- [Work instructions]
1) Transcribe the shipping news between "Improving global trade" and "from 11 percent.", inclusive.
2) List every amount in the shipping news that is given in billions of euros.
3) Decide whether each statement agrees with the shipping news. Answer yes or no, and quote the words that decide it. (a) Revenues from Greek ship-owners rose 13 percent in 2010. (b) The government plans to raise the tax on hotels to 11 percent. (c) The minister will leave for Beijing on Saturday evening.

- [Document]
↓

Greek Shipping News Cuts
Week 07 - 2011

 

Greece - Shipping revenues up 13 pct in 2010; another bad tourism year

---Friday February 18, 2011 (21:18)
Revenues from the shipping sector, a crucial source of income for the Greek economy, rebounded in 2010, while the tourism sector had another bad year, according to data from the Bank of Greece released on Friday.
Revenues from Greek ship-owners, who control about a fifth of the global fleet, rose 13 percent to 15.4 billion euros after dipping by 30 percent to 13.5 billion in the previous year, the data showed.
Improving global trade created better conditions for Greek shipowners that have been doing more business with China and India.
Tourism revenues in 2010 fell 7 percent to 9.6 billion euros after dipping 10.6 percent in 2009 to 10.4 billion euros, Bank of Greece said.
In a bid to help boost the sector, the government announced recently that it will lower the tax applicable on hotels to 6.5 percent from 11 percent.
The sector is also seen as getting a boost this season from the civil unrest that recently shook Egypt.
For the month of December, the drop in the current account deficit was sharper, falling by 38.5 percent to 1.89 billion euros.
Source: wwwekathimerini.com


Greek Maritime Affairs minister leaving for China on Saturday
---Maritime Affairs, Islands and Fisheries Minister Yiannis Diamantidis will be leaving for Beijing at noon on Saturday and will be holding meetings with representatives of Chinese banks, maritime company officials and the president of the Cosco group, Jiafu Wei.

↑

- [Stored records]
↓

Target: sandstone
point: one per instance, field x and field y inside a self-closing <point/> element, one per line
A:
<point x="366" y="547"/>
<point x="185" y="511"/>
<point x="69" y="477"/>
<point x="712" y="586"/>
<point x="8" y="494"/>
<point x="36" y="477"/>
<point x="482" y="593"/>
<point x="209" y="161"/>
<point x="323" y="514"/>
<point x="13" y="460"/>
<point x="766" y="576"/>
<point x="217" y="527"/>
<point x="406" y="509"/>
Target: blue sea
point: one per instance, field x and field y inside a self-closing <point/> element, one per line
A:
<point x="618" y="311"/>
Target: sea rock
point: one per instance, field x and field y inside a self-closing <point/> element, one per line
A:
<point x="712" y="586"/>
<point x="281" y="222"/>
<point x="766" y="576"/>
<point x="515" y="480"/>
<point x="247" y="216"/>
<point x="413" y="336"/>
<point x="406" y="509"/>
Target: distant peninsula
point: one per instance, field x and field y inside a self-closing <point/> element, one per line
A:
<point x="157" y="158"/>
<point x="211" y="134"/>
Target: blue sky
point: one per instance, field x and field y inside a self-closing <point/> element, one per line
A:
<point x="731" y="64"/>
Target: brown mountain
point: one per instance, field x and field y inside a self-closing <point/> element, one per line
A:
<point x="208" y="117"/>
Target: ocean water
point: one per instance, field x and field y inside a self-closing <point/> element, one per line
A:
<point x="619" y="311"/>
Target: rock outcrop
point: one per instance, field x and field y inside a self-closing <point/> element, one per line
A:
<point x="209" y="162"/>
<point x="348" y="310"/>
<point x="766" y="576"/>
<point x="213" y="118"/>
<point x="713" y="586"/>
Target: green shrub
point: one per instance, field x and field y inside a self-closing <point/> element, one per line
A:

↑
↓

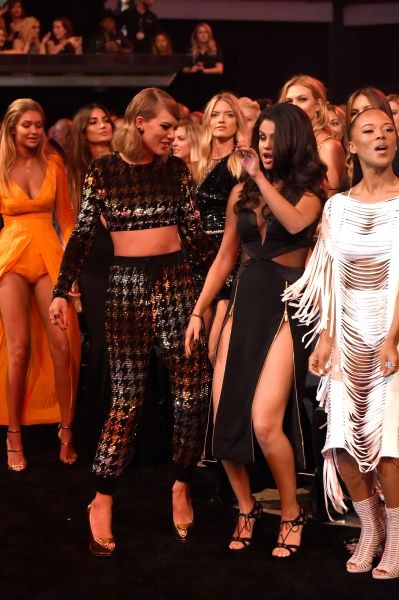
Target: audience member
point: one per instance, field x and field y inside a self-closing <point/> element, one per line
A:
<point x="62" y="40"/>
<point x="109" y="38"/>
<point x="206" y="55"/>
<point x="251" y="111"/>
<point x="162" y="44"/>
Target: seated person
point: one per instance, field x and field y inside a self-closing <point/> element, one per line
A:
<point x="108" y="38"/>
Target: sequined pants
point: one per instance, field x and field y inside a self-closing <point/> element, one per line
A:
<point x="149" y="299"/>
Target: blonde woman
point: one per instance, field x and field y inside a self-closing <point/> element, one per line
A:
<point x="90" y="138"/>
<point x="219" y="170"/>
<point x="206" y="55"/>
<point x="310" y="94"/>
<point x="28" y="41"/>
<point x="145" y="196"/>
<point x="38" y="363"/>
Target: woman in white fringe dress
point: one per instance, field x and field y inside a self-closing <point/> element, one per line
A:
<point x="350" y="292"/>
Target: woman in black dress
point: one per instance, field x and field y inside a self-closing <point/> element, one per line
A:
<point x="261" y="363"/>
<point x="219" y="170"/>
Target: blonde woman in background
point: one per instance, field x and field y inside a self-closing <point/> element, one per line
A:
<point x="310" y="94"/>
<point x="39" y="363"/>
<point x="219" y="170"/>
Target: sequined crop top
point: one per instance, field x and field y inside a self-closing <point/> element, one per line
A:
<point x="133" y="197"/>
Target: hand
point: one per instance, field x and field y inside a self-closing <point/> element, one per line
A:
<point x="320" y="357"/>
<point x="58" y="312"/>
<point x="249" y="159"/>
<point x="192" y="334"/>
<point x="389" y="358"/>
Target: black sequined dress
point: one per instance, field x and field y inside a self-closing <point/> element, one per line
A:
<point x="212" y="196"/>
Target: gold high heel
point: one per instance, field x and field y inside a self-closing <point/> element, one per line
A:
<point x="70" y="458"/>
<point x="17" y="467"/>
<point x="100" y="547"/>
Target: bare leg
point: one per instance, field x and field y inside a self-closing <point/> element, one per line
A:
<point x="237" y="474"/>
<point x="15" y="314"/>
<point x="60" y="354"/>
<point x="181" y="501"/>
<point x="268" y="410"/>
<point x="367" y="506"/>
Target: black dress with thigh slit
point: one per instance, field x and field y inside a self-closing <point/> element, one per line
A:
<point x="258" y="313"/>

↑

- [Solutions by task]
1)
Improving global trade created better conditions for Greek shipowners that have been doing more business with China and India.
Tourism revenues in 2010 fell 7 percent to 9.6 billion euros after dipping 10.6 percent in 2009 to 10.4 billion euros, Bank of Greece said.
In a bid to help boost the sector, the government announced recently that it will lower the tax applicable on hotels to 6.5 percent from 11 percent.

2)
15.4 billion euros
13.5 billion euros
9.6 billion euros
10.4 billion euros
1.89 billion euros

3)
(a) Yes: "rose 13 percent to 15.4 billion euros"
(b) No: "lower the tax applicable on hotels to 6.5 percent from 11 percent"
(c) No: "leaving for Beijing at noon on Saturday"